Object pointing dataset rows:
============
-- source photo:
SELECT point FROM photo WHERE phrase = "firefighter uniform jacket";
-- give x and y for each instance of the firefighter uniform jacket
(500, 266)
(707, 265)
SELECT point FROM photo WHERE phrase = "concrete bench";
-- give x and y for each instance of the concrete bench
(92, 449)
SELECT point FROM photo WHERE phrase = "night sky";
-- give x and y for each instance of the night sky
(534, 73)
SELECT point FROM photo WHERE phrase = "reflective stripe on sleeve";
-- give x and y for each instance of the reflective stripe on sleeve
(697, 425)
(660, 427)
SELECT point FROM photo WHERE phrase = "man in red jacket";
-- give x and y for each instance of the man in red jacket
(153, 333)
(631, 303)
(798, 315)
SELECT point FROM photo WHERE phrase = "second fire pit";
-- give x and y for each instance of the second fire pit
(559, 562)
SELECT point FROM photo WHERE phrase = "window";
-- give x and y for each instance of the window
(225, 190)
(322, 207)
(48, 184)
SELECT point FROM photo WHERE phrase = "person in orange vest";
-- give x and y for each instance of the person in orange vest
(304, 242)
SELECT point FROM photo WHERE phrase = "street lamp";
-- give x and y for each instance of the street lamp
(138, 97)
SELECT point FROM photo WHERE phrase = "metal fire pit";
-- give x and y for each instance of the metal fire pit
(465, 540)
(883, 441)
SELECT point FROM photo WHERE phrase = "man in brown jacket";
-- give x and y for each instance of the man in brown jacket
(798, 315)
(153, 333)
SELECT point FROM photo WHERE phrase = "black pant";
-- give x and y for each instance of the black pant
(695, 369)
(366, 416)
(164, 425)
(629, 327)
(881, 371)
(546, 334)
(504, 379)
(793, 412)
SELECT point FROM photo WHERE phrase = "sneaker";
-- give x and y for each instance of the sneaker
============
Exercise task: Reproduce the records above exactly as they appear.

Result:
-- source photo:
SELECT point FROM photo WHERE phrase = "firefighter uniform jacket";
-- give x and y for each instance of the firefighter uniform jacket
(500, 266)
(707, 265)
SELECT point FROM photo WHERE phrase = "concrete bench";
-- give x and y for each instance of the concrete bench
(92, 449)
SELECT point FROM photo WHERE phrase = "night sky";
-- give x and y for each instance of the night sky
(534, 73)
SELECT point FROM photo WHERE phrase = "reflective stripe on sleeve";
-- give x and y for each instance of the reflective stripe on sleeve
(697, 425)
(660, 427)
SELECT point FROM photo WHERE phrase = "man in red jacket";
-- give x and y for each instance of the man in red jacket
(153, 333)
(631, 303)
(798, 315)
SELECT point FROM photo WHERE phrase = "second fire pit";
-- give x and y for each instance of the second fire pit
(559, 562)
SELECT point FROM photo WHERE phrase = "window";
-- give x and y for each instance of the window
(225, 190)
(322, 207)
(48, 184)
SELECT point FROM photo WHERE phrase = "person in orange vest";
-- give x and y for each instance of the person in orange vest
(304, 242)
SELECT point FROM photo WHERE phrase = "street lamp";
-- give x and y for each instance of the street lamp
(138, 97)
SELECT point FROM photo WHERE phrase = "metal fire pit";
-- give x and y for each instance of the metal fire pit
(465, 540)
(883, 441)
SELECT point FROM photo WHERE phrase = "man in brown jacket";
-- give x and y for each instance of the man in brown jacket
(798, 315)
(153, 333)
SELECT point FROM photo WHERE phrase = "black pant";
-- give x and y for each instance of the black pant
(695, 369)
(366, 416)
(164, 425)
(629, 327)
(881, 371)
(546, 334)
(504, 379)
(793, 412)
SELECT point FROM photo WHERE phrase = "sneaker";
-- give x and y for each instance of the sneaker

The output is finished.